___ Trecho
Confusões na Web brasileira - O que é que está acontecendo na Internet no Brasil?
Raphael Mandarino
Presidente da Associação Nacional dos Usuários de Internet (Anui) e membro do Comitê Gestor da Internet no Brasil
De repente, sem mais nem menos, vemos uma série de eventos, aparentemente desconexos, atropelarem como um vendaval a calmaria próspera da Internet brasileira. São ações, indagações, insinuações e, por que não dizer, denúncias que à primeira vista preocupam, pois são apresentadas revestidas de "boas intenções" por proeminentes membros da comunidade científica e empresarial.
Variam os interlocutores e a forma do ataque, mas a tônica e o objetivo são sempre os mesmos. Por alvo mais evidente temos a Fapesp e o serviço de registro de domínios.
Mas o que é que está acontecendo mesmo? Por que esta onda agora? O que eles pretendem na verdade? Vamos tentar jogar alguma luz nesta confusão e colocá-la em pratos limpos! Já que, até onde podemos enxergar, parece que ou estamos diante de um grande desconhecimento do que é a gestão dos nomes de domínios no Brasil ou estão agindo de má fé em suas colocações.
É interessante notar ainda que estamos diante da mais inacreditável seqüência de coincidências e sincronismo involuntário nas ações que mereceriam registro no Guinness Book, fora a sensação de que há algo de muito estranho e planejado para ser considerado um evento natural.
Mas, vamos lá!
Primeiro foi um que atacou a administração de domínios no Brasil exercida pela Fapesp, chamando de "monopólio", na argumentação de seu questionamento, sobre o porquê da Fapesp ter sido escolhida para tanto e, pontificando como solução, baseado no princípio federativo do Estado em que vivemos, que então este serviço deveria ser regionalizado, assim como a sua receita - questão de fundo - com as co-irmãs da Fapesp em outros estados.
______
___ Trechos de dados
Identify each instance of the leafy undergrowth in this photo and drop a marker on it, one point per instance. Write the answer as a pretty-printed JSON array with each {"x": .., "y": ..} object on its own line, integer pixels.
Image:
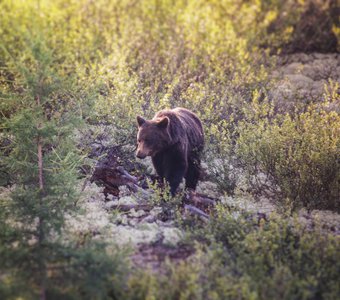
[{"x": 239, "y": 256}]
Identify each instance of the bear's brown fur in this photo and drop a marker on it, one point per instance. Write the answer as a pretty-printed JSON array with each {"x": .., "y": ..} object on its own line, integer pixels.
[{"x": 174, "y": 139}]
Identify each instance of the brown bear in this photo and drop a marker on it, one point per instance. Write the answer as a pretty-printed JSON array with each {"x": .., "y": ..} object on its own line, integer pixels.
[{"x": 174, "y": 139}]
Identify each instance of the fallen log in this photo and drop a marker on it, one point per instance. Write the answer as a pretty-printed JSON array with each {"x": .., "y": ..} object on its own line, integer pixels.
[{"x": 128, "y": 207}]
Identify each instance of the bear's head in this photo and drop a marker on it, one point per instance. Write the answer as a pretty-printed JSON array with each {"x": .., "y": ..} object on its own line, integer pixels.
[{"x": 153, "y": 136}]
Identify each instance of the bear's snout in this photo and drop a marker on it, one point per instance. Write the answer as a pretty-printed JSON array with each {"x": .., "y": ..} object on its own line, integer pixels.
[{"x": 140, "y": 155}]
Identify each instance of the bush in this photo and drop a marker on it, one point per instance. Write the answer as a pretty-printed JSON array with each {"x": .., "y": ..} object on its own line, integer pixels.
[
  {"x": 245, "y": 258},
  {"x": 292, "y": 159}
]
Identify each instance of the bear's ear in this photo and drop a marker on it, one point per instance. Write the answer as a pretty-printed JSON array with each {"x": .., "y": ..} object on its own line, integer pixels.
[
  {"x": 140, "y": 121},
  {"x": 163, "y": 123}
]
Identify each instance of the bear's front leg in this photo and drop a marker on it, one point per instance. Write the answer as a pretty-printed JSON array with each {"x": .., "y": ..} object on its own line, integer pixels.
[{"x": 175, "y": 173}]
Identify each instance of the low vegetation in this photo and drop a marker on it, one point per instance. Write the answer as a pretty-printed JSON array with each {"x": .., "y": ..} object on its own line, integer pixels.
[{"x": 70, "y": 65}]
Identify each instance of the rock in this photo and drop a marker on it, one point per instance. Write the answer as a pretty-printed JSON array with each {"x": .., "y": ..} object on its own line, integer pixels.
[
  {"x": 172, "y": 236},
  {"x": 127, "y": 200}
]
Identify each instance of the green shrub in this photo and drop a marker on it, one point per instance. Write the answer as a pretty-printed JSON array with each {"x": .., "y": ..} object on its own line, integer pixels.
[
  {"x": 245, "y": 258},
  {"x": 292, "y": 159}
]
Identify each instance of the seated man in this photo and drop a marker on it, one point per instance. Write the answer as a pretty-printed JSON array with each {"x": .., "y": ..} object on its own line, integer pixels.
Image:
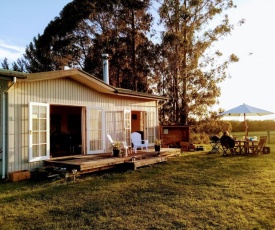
[{"x": 230, "y": 140}]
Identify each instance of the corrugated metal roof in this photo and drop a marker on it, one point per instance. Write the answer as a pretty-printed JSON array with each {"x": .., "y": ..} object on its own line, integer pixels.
[
  {"x": 11, "y": 73},
  {"x": 91, "y": 82}
]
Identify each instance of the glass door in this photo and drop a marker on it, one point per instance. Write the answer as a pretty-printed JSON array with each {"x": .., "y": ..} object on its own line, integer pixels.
[{"x": 39, "y": 131}]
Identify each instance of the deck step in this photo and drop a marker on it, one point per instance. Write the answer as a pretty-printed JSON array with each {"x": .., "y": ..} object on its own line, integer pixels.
[{"x": 144, "y": 162}]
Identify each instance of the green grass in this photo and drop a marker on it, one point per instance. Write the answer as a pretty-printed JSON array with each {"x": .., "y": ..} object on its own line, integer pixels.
[
  {"x": 193, "y": 191},
  {"x": 271, "y": 135}
]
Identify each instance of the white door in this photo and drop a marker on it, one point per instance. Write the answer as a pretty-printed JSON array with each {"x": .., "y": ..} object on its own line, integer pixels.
[
  {"x": 151, "y": 124},
  {"x": 39, "y": 131},
  {"x": 95, "y": 130},
  {"x": 127, "y": 126}
]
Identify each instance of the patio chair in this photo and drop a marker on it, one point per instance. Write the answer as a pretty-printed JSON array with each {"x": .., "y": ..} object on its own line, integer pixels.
[
  {"x": 137, "y": 142},
  {"x": 226, "y": 147},
  {"x": 256, "y": 149},
  {"x": 125, "y": 147}
]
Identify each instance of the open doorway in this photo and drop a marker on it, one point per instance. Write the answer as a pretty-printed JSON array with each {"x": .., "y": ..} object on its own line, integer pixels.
[
  {"x": 65, "y": 130},
  {"x": 138, "y": 123}
]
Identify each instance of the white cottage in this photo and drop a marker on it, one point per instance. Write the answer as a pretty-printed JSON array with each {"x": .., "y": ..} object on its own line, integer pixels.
[{"x": 67, "y": 112}]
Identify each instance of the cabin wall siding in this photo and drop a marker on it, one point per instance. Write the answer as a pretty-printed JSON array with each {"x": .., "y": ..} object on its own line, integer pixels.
[{"x": 62, "y": 91}]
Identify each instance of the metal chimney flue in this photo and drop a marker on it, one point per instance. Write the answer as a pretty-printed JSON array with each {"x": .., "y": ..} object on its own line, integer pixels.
[{"x": 105, "y": 68}]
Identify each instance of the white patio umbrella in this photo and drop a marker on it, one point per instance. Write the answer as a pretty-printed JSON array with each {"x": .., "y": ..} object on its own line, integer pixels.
[{"x": 245, "y": 110}]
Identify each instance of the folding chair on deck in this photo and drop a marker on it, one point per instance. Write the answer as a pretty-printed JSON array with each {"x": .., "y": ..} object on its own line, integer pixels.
[{"x": 215, "y": 143}]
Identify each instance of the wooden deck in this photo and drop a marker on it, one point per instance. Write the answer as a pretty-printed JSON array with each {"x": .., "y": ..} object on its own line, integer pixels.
[{"x": 92, "y": 163}]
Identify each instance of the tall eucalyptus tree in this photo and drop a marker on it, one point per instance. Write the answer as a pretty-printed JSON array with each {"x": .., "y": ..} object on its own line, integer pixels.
[{"x": 192, "y": 71}]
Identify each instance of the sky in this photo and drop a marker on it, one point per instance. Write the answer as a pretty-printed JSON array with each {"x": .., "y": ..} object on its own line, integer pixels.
[{"x": 251, "y": 80}]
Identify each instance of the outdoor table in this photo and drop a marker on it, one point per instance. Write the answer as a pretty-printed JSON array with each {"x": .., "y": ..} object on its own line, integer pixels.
[{"x": 242, "y": 146}]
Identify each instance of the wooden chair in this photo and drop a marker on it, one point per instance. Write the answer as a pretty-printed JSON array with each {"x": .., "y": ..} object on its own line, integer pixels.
[
  {"x": 226, "y": 148},
  {"x": 256, "y": 149},
  {"x": 137, "y": 142},
  {"x": 125, "y": 147}
]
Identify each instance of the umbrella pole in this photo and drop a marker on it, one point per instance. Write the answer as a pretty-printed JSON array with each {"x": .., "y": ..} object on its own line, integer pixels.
[{"x": 246, "y": 127}]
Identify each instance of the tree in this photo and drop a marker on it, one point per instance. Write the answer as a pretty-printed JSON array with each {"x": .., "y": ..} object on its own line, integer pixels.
[
  {"x": 86, "y": 29},
  {"x": 191, "y": 73}
]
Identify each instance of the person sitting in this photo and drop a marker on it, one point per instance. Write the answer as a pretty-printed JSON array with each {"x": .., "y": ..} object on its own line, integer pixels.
[{"x": 229, "y": 139}]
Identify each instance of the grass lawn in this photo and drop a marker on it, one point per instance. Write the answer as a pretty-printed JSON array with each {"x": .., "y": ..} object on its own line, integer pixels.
[{"x": 194, "y": 191}]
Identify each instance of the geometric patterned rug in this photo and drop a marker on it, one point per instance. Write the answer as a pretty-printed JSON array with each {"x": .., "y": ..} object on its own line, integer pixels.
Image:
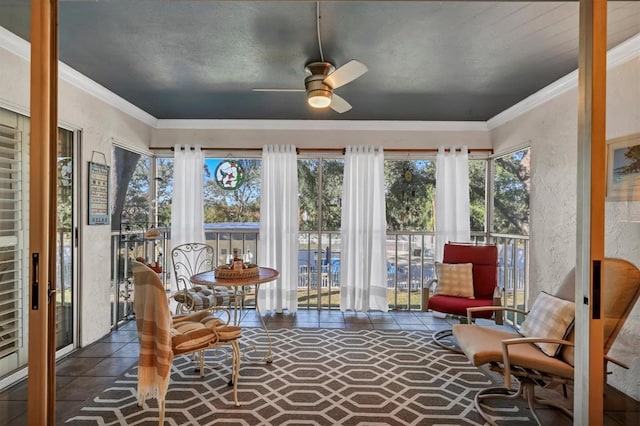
______
*Tarefa 1*: Segundo o artigo sobre a Internet brasileira, por que os eventos descritos preocupam à primeira vista?
*Tarefa 2*: Quais tipos de eventos o artigo sobre a Internet brasileira diz terem atropelado a calmaria próspera da rede no país?
*Tarefa 3*: Escreva a continuação do artigo sobre a Internet brasileira a partir do ponto em que ele termina.

*Resposta 1*: Os eventos preocupam porque são apresentados revestidos de "boas intenções" por membros proeminentes da comunidade científica e empresarial.

*Resposta 2*: Ações, indagações, insinuações e denúncias.

*Resposta 3*:
Aqui fico com a dúvida sobre se estamos diante de desconhecimento ou má fé. Fazer afirmações sobre "divisão de recursos" em se tratando das retribuições sobre o serviço de registro de domínios é, no mínimo, uma grande bobagem ou uma "escada" para outra intenção não claramente explicitada.
Digo bobagem porque demonstra um inconcebível despreparo e total desconhecimento sobre como e porque a Fapesp está auxiliando o Comitê Gestor nesse assunto, bem como ignora as regras de gestão de nomes de domínios no Brasil e mesmo como ela se dá no exterior.
Felizmente, sobre este assunto não se tem uma vírgula a mais a comentar do que o exposto no brilhante artigo do professor Ivan Moura Campos, que recomendo às pessoas bem intencionadas e interessadas em conhecer como funciona este serviço. Lembrando que o dinheiro arrecadado é da Sociedade Internauta Brasileira e, para ela e em benefício dela, deve ser revertido.
Digo que poderia ser uma "escada" porque, coincidentemente ou não, esta primeira investida - argumentar cândida e erroneamente que os serviços e conseqüentemente os recursos deveriam ser partilhados entre as Fundações de Apoio a Pesquisa - poderia gerar situações bem interessantes, pois como nem todas estariam preparadas para prestar tal serviço, quem sabe um empresário amigo poderia suprir estas necessidades? Alguém com um olhar de ave de rapina aplicaria a lógica do dividir para conquistar.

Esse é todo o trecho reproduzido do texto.